SOURCE DATA: Begin

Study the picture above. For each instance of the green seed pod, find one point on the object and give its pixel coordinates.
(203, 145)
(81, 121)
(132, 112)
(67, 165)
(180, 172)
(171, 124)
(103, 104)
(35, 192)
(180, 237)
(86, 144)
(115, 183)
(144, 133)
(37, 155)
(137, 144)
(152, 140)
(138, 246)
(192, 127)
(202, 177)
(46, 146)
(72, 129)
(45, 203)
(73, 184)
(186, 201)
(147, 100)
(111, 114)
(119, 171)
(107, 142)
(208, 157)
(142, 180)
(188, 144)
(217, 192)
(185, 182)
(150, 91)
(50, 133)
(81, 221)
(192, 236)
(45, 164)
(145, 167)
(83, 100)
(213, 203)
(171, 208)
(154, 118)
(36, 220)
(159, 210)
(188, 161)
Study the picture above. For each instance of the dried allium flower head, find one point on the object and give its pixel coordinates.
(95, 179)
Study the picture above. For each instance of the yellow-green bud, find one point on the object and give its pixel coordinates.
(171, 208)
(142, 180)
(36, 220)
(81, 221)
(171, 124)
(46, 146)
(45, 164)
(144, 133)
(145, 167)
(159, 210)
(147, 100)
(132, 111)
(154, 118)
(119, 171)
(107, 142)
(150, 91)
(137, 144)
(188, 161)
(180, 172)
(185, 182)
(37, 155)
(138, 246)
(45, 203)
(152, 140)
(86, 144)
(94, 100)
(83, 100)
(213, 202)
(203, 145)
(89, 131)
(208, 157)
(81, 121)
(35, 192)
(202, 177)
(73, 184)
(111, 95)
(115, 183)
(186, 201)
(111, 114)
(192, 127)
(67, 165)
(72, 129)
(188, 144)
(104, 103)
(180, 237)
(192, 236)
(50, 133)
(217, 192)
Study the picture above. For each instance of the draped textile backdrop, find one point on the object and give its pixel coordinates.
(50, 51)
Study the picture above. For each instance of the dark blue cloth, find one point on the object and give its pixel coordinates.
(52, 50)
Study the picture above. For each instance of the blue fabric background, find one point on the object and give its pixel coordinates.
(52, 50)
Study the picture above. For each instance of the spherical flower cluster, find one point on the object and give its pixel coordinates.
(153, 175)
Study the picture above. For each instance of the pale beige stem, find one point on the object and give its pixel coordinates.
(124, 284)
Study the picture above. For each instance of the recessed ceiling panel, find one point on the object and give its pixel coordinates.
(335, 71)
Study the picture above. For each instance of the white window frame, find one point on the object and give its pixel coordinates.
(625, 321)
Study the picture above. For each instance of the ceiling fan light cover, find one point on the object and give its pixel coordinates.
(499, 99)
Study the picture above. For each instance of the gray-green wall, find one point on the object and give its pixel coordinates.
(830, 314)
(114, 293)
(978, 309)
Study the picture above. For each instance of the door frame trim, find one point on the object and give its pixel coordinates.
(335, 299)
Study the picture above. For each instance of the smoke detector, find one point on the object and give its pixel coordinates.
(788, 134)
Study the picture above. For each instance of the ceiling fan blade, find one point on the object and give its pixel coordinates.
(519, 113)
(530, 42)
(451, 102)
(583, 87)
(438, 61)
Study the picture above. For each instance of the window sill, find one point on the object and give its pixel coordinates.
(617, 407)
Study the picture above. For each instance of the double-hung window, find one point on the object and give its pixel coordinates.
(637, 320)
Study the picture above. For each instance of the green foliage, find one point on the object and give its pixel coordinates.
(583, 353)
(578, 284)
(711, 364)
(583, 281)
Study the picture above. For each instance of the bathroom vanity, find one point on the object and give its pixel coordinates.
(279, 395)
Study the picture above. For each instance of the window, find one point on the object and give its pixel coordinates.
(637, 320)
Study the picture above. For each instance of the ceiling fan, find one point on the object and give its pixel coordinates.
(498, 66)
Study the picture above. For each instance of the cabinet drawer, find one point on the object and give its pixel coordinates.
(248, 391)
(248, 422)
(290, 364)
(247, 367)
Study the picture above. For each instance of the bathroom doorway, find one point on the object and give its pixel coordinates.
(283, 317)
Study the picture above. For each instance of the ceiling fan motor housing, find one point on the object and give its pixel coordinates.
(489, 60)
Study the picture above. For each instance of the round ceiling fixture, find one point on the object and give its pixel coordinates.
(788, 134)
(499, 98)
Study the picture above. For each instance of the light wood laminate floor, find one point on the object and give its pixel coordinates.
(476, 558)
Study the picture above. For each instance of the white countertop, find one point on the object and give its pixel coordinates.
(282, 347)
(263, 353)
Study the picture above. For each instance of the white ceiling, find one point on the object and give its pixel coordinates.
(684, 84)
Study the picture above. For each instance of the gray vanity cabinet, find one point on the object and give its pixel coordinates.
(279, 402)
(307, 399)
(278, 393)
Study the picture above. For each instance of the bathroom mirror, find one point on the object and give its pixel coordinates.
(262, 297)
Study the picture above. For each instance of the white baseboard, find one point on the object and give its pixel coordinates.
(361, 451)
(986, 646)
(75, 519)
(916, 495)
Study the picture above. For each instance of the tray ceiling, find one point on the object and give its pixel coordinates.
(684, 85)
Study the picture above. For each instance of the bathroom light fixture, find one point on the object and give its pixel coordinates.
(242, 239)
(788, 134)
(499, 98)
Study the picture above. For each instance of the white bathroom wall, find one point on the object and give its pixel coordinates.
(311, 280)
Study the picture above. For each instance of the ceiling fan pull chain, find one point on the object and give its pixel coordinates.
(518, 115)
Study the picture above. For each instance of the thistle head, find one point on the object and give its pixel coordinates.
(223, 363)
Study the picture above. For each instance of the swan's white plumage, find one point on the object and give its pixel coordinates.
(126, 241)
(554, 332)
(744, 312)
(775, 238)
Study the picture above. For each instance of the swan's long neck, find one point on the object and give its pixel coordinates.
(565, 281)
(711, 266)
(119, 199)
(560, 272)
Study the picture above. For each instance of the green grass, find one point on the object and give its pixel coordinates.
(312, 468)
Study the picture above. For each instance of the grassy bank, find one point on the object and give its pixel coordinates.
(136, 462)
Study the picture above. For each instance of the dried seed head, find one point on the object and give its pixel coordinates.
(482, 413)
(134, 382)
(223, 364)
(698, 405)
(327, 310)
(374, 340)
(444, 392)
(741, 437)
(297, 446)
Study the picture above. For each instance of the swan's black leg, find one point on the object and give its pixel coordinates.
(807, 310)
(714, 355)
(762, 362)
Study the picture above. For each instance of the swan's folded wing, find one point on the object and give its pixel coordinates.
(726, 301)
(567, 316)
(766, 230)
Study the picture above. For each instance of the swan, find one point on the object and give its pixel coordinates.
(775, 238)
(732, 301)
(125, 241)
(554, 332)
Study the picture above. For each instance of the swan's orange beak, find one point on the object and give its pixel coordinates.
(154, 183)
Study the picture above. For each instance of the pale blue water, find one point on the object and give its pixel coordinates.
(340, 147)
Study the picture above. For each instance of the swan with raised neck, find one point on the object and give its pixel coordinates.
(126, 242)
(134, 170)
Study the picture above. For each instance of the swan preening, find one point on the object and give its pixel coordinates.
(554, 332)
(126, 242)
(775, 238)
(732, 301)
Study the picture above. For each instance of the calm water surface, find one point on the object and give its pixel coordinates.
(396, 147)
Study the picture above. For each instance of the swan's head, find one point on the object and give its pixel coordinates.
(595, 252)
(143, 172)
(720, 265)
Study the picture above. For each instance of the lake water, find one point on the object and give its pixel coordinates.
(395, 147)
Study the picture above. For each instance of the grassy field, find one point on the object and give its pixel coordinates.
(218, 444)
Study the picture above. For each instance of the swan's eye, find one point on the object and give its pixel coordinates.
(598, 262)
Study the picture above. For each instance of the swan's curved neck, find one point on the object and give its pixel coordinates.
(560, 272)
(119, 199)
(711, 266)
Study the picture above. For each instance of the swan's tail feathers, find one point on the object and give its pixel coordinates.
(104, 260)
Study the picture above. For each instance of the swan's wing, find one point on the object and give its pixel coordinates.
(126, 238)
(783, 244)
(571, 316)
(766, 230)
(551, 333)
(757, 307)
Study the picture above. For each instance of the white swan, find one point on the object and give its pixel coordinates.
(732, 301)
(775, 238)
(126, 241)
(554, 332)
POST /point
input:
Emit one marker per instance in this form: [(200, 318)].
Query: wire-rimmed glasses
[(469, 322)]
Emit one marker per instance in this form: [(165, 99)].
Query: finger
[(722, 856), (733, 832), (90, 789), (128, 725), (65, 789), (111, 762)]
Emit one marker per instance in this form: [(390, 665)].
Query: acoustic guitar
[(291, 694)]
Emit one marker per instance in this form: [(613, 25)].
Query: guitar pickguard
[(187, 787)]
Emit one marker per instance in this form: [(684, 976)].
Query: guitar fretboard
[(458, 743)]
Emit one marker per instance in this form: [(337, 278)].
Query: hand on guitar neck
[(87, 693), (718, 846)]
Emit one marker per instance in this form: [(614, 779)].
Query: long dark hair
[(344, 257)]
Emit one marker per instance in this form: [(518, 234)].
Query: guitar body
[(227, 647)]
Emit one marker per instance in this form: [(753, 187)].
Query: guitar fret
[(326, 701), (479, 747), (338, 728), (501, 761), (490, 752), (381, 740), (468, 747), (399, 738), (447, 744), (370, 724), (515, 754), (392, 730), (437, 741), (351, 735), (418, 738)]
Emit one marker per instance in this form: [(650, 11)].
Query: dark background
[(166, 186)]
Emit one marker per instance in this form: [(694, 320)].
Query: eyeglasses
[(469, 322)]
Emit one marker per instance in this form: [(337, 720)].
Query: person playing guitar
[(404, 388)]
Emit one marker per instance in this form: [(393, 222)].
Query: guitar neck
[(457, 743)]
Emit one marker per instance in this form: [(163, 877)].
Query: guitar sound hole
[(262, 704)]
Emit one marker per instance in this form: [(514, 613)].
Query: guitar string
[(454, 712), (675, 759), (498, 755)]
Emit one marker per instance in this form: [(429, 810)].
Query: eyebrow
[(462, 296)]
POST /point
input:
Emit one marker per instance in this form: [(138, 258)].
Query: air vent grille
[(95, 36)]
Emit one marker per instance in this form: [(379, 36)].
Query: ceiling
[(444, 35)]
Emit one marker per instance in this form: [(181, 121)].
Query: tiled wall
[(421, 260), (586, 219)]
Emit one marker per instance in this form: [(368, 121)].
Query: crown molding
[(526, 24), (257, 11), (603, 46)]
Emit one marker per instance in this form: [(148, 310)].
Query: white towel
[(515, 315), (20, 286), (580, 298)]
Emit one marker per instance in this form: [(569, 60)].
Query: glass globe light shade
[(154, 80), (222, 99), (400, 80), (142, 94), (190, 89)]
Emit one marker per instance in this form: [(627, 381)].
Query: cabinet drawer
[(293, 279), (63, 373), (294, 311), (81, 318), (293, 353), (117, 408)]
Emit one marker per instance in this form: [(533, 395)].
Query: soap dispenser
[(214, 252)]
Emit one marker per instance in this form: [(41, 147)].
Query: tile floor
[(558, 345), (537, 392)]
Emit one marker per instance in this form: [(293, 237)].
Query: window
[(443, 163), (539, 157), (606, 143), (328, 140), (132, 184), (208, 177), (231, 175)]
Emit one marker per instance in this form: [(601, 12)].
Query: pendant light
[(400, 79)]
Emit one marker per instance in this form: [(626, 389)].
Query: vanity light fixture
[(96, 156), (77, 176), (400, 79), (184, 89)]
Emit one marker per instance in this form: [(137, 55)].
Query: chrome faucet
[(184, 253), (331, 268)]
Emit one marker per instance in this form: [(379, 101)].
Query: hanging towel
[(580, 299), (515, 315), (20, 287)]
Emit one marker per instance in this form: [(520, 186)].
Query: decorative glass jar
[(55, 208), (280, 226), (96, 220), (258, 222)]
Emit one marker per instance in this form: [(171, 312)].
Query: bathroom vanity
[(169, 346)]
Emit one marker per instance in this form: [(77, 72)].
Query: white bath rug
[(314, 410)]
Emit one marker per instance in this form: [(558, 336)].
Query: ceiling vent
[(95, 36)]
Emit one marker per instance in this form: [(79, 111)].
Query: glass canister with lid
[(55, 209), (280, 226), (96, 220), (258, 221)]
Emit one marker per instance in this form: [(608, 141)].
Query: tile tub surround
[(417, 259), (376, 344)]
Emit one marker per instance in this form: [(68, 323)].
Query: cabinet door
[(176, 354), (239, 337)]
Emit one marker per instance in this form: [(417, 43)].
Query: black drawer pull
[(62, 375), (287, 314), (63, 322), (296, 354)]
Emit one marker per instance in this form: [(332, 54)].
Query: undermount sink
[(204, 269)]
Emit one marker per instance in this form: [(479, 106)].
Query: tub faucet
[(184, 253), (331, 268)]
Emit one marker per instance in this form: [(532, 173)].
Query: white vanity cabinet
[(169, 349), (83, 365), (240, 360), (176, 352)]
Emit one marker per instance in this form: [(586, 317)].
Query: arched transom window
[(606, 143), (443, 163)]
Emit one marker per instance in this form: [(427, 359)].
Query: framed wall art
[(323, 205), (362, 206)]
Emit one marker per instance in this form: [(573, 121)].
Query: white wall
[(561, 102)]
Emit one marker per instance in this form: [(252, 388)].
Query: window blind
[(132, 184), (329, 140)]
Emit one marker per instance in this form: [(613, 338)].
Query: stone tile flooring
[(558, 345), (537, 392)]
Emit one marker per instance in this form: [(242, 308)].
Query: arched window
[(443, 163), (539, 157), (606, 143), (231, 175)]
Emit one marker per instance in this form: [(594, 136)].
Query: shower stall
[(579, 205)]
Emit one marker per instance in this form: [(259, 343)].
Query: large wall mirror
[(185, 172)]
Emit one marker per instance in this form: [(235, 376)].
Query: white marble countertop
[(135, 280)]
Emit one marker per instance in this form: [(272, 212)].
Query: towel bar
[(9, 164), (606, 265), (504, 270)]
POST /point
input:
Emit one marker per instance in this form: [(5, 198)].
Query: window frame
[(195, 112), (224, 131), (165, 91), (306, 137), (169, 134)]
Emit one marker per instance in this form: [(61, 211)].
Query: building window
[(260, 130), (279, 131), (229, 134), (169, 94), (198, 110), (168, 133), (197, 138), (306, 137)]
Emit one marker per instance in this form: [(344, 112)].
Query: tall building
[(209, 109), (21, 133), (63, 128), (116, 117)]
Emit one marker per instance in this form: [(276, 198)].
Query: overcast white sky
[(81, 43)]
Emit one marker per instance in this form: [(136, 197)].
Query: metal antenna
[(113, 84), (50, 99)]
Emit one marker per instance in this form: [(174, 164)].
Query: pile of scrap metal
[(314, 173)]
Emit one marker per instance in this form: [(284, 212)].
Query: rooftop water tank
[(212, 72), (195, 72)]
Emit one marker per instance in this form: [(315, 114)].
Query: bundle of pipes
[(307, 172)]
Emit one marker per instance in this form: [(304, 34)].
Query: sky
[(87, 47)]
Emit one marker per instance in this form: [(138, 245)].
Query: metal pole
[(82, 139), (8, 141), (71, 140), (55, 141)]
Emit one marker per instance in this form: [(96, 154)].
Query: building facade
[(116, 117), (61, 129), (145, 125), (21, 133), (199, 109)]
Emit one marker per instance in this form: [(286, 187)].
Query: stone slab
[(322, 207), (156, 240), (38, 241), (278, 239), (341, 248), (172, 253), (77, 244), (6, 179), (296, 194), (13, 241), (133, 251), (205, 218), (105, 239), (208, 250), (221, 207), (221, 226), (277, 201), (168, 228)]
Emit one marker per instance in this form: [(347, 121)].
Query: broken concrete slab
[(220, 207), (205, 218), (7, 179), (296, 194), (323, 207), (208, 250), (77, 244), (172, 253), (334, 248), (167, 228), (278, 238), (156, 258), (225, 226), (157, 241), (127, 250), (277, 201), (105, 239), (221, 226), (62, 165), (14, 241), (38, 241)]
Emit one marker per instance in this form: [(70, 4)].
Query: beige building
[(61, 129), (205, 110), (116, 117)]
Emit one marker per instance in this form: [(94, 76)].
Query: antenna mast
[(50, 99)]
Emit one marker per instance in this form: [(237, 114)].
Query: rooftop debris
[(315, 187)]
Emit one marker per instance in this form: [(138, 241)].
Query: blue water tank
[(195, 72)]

SOURCE DATA: End

TASK DIRECTIONS:
Starting at the line above that holds "Query: arched transom window" and ending at the line that holds "Emit one marker per instance in this form: [(5, 198)].", transcribe each line exactly and include no other lines.

SOLUTION FOR THIS PROBLEM:
Query: arched transom window
[(606, 143), (443, 163)]
Emit one marker per instance in this form: [(427, 359)].
Query: framed wall art
[(323, 205), (362, 206)]
Emit one marker per instance in this form: [(573, 121)].
Query: white wall
[(561, 102)]
Emit one marker per instance in this form: [(252, 388)].
Query: window blind
[(132, 184), (329, 140)]
Emit one marker per instance in this form: [(613, 338)].
Query: stone tile flooring
[(558, 345), (537, 392)]
Emit one marker per instance in this form: [(242, 308)].
Query: arched window
[(443, 163), (539, 157), (606, 143), (231, 175)]
Emit one marker per instance in this form: [(594, 136)].
Query: shower stall
[(579, 205)]
Emit one marker per instance in this form: [(259, 343)].
Query: large wall mirror
[(185, 172)]
Emit one marker per instance in this form: [(235, 376)].
Query: white marble countertop
[(135, 280)]
Emit one marker per instance in this form: [(272, 212)].
Query: towel bar
[(9, 164), (606, 265), (504, 270)]
POST /point
input:
Emit one marker per instance in this form: [(5, 198)].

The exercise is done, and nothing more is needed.